%%
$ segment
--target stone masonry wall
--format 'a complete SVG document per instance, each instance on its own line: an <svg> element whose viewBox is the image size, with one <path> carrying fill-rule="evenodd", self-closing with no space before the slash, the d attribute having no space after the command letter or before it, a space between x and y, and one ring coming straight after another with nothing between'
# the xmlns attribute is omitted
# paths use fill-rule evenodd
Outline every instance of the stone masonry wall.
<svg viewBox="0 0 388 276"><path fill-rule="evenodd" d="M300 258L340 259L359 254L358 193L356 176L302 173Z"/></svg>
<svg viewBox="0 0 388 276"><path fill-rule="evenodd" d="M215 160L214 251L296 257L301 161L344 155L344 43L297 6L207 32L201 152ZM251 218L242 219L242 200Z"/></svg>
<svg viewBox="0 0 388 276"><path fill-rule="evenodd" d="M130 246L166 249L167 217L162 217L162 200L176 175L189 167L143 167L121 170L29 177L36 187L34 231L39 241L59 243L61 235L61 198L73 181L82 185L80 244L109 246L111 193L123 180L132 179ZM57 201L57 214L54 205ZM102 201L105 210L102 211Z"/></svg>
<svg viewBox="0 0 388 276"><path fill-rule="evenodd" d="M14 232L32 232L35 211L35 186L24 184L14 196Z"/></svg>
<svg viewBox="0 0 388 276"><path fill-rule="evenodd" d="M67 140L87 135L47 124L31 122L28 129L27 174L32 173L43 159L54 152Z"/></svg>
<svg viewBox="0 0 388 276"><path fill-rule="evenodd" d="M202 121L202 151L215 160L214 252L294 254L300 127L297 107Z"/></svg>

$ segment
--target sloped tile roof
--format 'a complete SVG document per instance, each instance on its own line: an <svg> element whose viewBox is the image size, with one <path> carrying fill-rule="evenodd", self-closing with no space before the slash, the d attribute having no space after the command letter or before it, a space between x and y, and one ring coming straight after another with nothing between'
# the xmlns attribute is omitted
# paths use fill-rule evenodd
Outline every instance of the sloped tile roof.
%%
EXERCISE INSTRUCTIONS :: Rewrite the entries with every "stone masonry wall" changed to "brick wall" and everything else left unchanged.

RESPONSE TO THIS TASK ::
$ segment
--target brick wall
--format 'a complete SVG document per instance, each instance on its own line: an <svg> element whose viewBox is the image size, with one <path> carrying fill-rule="evenodd", self-closing with no space before the slash, the d attribute having no space after the command letter or before it, a space between x and y, and one ring coming straight after another with nothing between'
# the xmlns attribute is omitted
# paths use fill-rule evenodd
Outline every instance of the brick wall.
<svg viewBox="0 0 388 276"><path fill-rule="evenodd" d="M300 258L340 259L359 254L358 193L356 176L302 173Z"/></svg>
<svg viewBox="0 0 388 276"><path fill-rule="evenodd" d="M215 160L214 251L296 257L301 161L344 155L344 43L297 6L207 32L201 152ZM251 218L242 219L242 200Z"/></svg>
<svg viewBox="0 0 388 276"><path fill-rule="evenodd" d="M130 246L166 249L167 217L162 217L162 200L176 175L189 167L143 167L121 170L29 177L36 187L34 231L39 241L59 243L61 235L61 198L73 181L82 185L80 244L109 246L111 193L123 180L132 179ZM57 201L57 214L54 205ZM102 201L105 210L102 211Z"/></svg>
<svg viewBox="0 0 388 276"><path fill-rule="evenodd" d="M14 232L32 232L35 211L35 186L24 184L14 196Z"/></svg>
<svg viewBox="0 0 388 276"><path fill-rule="evenodd" d="M67 140L87 135L47 124L31 122L28 129L27 174L32 173L43 159L54 152Z"/></svg>
<svg viewBox="0 0 388 276"><path fill-rule="evenodd" d="M202 121L202 151L215 160L214 252L294 254L300 127L297 107Z"/></svg>

$ segment
--target sloped tile roof
--format 'a complete SVG document per instance, each instance on its own line: an <svg> element whose viewBox is the image size, with one <path> carrying fill-rule="evenodd", self-closing with no space before the slash, the d attribute having no space after the command letter or before it, a space between x and y, and one ring coming straight after another with nothing between'
# the xmlns attribute is omitted
# paths use fill-rule evenodd
Outline every instance of the sloped tile roof.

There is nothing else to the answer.